* Trecho original
============================================================

O Riot Grrrls, segundo SCHILT(2003) é um trocadilho com a expressão Riot Grrrls onde o termo “Grrrls” surge a partir da junção das palavras “girl” de garota e “grow”, de desenvolver-se. Este é o nome dado ao movimento feminista originariamente, advindo do desejo de denunciar a opressão da mulher na sociedade patriarcal, tentando desmistificar estereótipos arraigados na cultura da sociedade ocidental.

No início da década de 1990, os Estados Unidos conheceram o movimento Riot Grrrl. Em oposição ao machismo da cena punk, que pregava a liberdade do indivíduo, mas que, anacronicamente, reservava às mulheres o papel de namoradas e meras coadjuvantes do

movimento, surgiram as garotas rebeladas: mulheres que saíram dos bastidores da cena

para tocar instrumentos pesados, montar bandas e escrever fanzines. O primeiro fanzine

feminista de que se tem notícia é o Riot Grrrl, produzido por Molly Neuman, da banda punk

Bratmobile, e que intitulou o movimento (BARREIROS(2008).

Foi através da agressividade do punk rock e também do hard core, estilo de predominância masculina, que se firmou o movimento, produzindo festivais de música, fanzines2 (mais chamados de zines) em papel e composto por materiais de cunho feministas, que era a pauta do movimento, juntando música, poema e discurso na mesma estética. Foi inspirado neste movimento que aconteceu em Belo Horizonte no ano de 2009 o I Riot Grrrls Not Dead, adaptado a realidade brasileira e dos nossos dias, abrindo espaço para outras vertentes do rock contemporâneo, tal como hard rock.

============================================================

* Material fornecido
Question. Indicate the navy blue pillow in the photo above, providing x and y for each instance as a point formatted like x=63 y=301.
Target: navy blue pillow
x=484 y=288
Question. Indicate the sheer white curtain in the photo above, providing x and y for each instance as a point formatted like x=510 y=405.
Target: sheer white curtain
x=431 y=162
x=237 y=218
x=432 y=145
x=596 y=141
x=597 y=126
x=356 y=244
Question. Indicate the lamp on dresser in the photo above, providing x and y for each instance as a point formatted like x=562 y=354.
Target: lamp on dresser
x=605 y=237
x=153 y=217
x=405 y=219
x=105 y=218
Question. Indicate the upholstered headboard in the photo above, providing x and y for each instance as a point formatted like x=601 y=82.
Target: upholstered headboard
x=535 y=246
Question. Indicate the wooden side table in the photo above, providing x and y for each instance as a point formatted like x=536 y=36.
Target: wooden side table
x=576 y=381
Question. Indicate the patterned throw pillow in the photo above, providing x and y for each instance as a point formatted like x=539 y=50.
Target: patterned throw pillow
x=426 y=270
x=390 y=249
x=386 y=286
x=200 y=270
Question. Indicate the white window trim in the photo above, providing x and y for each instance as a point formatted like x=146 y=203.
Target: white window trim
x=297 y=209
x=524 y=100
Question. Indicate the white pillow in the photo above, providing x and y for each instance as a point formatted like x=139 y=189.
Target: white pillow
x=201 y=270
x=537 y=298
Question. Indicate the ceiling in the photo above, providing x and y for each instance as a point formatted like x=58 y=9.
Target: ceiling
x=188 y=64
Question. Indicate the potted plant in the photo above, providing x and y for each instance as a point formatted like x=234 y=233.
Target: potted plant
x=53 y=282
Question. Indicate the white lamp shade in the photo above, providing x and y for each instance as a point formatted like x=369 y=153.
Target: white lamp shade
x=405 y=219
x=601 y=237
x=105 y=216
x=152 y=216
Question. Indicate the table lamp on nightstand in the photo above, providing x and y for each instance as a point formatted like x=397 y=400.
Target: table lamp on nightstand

============================================================

Retome o texto sobre o movimento Riot Grrrl logo após a última frase e prossiga com a escrita.

* Resposta escrita
Aqui em Belo Horizonte, foi também o feminismo o ponto de partida para a empreitada. A produção do Riot Grrrls Not Dead foi feita pelas garotas que compõem a banda de hard core feminista Bertha Lutz, que surgiu em 2008 motivada pelo cenário de bandas igualmente feministas do underground de BH. São elas Bah no vocal, Rafa no baixo, Gabi na guitarra e Paulinha na bateria.Todas tinham o mesmo desejo de que a Bertha Lutz não fosse apenas um grupo de rock mas sim uma forma de protesto feminista. De 2008 até 2010 a Bertha Lutz se apresentou diversas vezes, conseguindo um espaço interessante na cena1 de Belo Horizonte. Porém os eventos em que elas tocavam eram produzidos por amigos ou por pessoas que estavam desvinculadas da ação política feminista, e naturalmente não a empregavam em suas produções, o que frustrava as pretensões da banda Bertha Lutz, que ensejava um ativismo musical através de suas composições e performance. Para acabar com essa frustração, uma saída encontrada foi organizar os próprios eventos. O primeiro foi feito em março de 2011, em homenagem ao mês da mulher, foi o primeiro Riot Grrrls’s Not Dead, onde foram convidadas bandas formadas por mulheres, porém politizadas. Segundo Bárbara (Bah), vocalista da Bertha Lutz e uma das fundadoras do Coletivo #Nada Frágil, foi bem sucedida essa primeira experiência com o festival por dois aspectos importantes: um bom número de público pagante, 110 pessoas; e o principal, trazer à tona questões como o papel da mulher.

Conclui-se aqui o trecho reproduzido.